(Extracted records)

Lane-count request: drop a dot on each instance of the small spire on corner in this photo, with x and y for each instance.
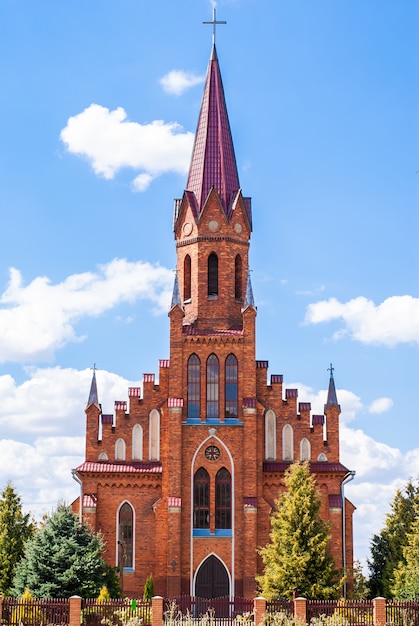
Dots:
(249, 299)
(93, 397)
(176, 294)
(331, 394)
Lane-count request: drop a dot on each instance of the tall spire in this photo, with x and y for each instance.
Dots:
(331, 394)
(93, 397)
(213, 162)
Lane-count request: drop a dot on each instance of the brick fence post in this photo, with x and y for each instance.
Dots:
(75, 611)
(379, 611)
(157, 609)
(259, 610)
(300, 610)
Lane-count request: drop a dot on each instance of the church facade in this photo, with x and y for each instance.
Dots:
(181, 479)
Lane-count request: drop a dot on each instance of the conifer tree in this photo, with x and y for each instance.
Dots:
(297, 555)
(406, 576)
(15, 529)
(64, 558)
(387, 547)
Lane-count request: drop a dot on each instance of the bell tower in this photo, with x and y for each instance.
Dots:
(212, 221)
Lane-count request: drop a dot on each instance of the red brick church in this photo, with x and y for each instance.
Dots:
(182, 478)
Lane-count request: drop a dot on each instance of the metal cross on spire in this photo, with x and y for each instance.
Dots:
(214, 23)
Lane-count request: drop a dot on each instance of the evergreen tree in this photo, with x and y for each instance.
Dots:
(15, 529)
(297, 555)
(406, 576)
(64, 558)
(148, 592)
(387, 547)
(361, 589)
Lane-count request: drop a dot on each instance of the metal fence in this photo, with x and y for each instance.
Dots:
(402, 612)
(278, 606)
(115, 612)
(224, 610)
(34, 612)
(353, 612)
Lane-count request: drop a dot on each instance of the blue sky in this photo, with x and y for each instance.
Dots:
(99, 105)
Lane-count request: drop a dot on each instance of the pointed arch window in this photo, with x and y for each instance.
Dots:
(126, 536)
(305, 449)
(231, 384)
(187, 278)
(194, 386)
(137, 443)
(212, 386)
(270, 435)
(223, 499)
(238, 278)
(287, 443)
(213, 274)
(154, 425)
(120, 450)
(201, 499)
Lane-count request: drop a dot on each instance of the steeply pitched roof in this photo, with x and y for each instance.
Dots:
(331, 394)
(93, 397)
(213, 161)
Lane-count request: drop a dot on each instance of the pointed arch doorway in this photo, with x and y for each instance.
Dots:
(212, 579)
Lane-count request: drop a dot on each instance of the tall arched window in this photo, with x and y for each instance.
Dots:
(194, 386)
(231, 386)
(187, 278)
(287, 443)
(137, 443)
(270, 435)
(223, 499)
(305, 450)
(212, 386)
(238, 279)
(126, 536)
(213, 274)
(120, 450)
(201, 499)
(154, 448)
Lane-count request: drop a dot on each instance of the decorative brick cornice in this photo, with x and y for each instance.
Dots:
(192, 240)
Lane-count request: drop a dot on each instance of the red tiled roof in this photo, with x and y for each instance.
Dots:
(192, 330)
(89, 500)
(111, 468)
(317, 467)
(213, 161)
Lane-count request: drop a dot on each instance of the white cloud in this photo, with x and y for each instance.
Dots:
(380, 405)
(51, 401)
(47, 412)
(38, 318)
(110, 143)
(394, 321)
(178, 81)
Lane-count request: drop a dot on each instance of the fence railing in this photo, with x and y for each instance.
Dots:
(354, 612)
(203, 612)
(16, 612)
(115, 612)
(403, 612)
(224, 608)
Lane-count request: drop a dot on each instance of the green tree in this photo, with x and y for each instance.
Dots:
(64, 558)
(361, 589)
(387, 547)
(148, 588)
(406, 576)
(15, 530)
(297, 555)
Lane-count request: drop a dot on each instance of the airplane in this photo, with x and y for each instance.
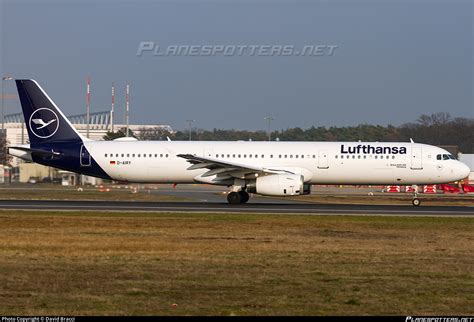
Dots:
(42, 123)
(265, 168)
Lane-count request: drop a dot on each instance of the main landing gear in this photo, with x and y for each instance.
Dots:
(235, 198)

Problem details:
Could you write out the records again exactly, without any of their pictures?

Answer to the problem:
Lane-count request: drop a dot on each instance of the small spire on corner in this photo, with x and y for each instance.
Dots:
(249, 299)
(93, 397)
(176, 294)
(331, 394)
Lane-count request: drop a dot on each instance of the tall spire in this photo, with x and y for each instance.
Dots:
(331, 394)
(93, 397)
(213, 162)
Lane-count request: drop a dot on each instance of the brick fence post in this photo, with x and y for each instance.
Dots:
(75, 611)
(379, 611)
(157, 609)
(259, 610)
(300, 610)
Lane-count request: drop a dot on each instance of the church facade in this photo, with x and y for each instance.
Dots:
(181, 479)
Lane-count request: drop a dot on each instance of the conifer tree in this photo, with x and y for each instance.
Dots:
(297, 555)
(406, 576)
(15, 529)
(64, 558)
(387, 547)
Lane-count request: drop a dot on each instance of the bell tower in this photo, with x and y for each instance.
Dots:
(212, 221)
Lane-count request: drop a dot on each instance of the red brick church in this photo, with x and y for each instance.
Dots:
(182, 478)
Lane-count request: drop a dot on each instance of the metal cross on spire in this photo, with x and y for each instance.
Dots:
(214, 23)
Lane-count request: drop a dot on each instance of the evergreen tree in this photo, with x and y for each instance.
Dots:
(15, 529)
(297, 555)
(406, 576)
(64, 558)
(148, 592)
(387, 547)
(361, 589)
Lane-count request: drop a dot on each instance of the metal fence in this photo, with x and y for each instance.
Dots:
(402, 612)
(278, 606)
(115, 612)
(224, 610)
(34, 612)
(353, 612)
Lane-count request: drop a dot on each instance of the blue sky in this photo, with x and y for each instance.
Dots:
(99, 105)
Lane-count request: drop a dot on each instance of the pointed arch window in this photo, with x and y for each instance.
Dots:
(126, 536)
(305, 449)
(231, 384)
(187, 278)
(194, 386)
(137, 443)
(212, 386)
(270, 435)
(223, 499)
(238, 278)
(287, 443)
(213, 274)
(154, 425)
(120, 450)
(201, 499)
Lane-count request: drop a dot on each instance of the steeply pitched roof in this photo, with x and y for each instance.
Dots:
(331, 394)
(93, 397)
(213, 161)
Lane-count request: drop a dot on each instance of the pointed arch doorway in this photo, with x and y for each instance.
Dots:
(212, 579)
Lane-count request: drop a dot on each instance of the tall arched window in this photo, with x and y for each instance.
Dots:
(194, 386)
(231, 386)
(187, 278)
(287, 443)
(137, 443)
(270, 435)
(223, 499)
(305, 450)
(212, 386)
(238, 279)
(126, 536)
(213, 274)
(120, 450)
(201, 499)
(154, 448)
Lane-count request: drop a dot on each instance of the decorative brick cornice in this photo, with x and y for each instance.
Dots:
(192, 240)
Lane-count request: drop a dot on each instance of the red tiled roof in this photo, with x and y for each instance.
Dots:
(192, 330)
(89, 500)
(111, 468)
(317, 467)
(213, 161)
Lane-count request: drop a dot on each instance of the white cloud in this photo, with x and y for each instance.
Dots:
(380, 405)
(51, 401)
(47, 412)
(38, 318)
(110, 143)
(394, 321)
(178, 81)
Lane-count request: drop a dot on each instance of the fence railing in this photo, with x and y for each instance.
Dots:
(354, 612)
(203, 612)
(16, 612)
(115, 612)
(403, 612)
(224, 608)
Lane-count request: drop a dot on each instance of the green tree in this photo, with x and y for each instance.
Dots:
(64, 558)
(361, 589)
(387, 547)
(148, 588)
(406, 576)
(15, 530)
(297, 555)
Lane-count request: drop a dot on each instance of the airplane in this photo, with x and y for each instance.
Dots:
(42, 123)
(265, 168)
Lane-count request: drop a dot on each instance of the main landing gear in this photo, with x and y for each instance.
Dots:
(235, 198)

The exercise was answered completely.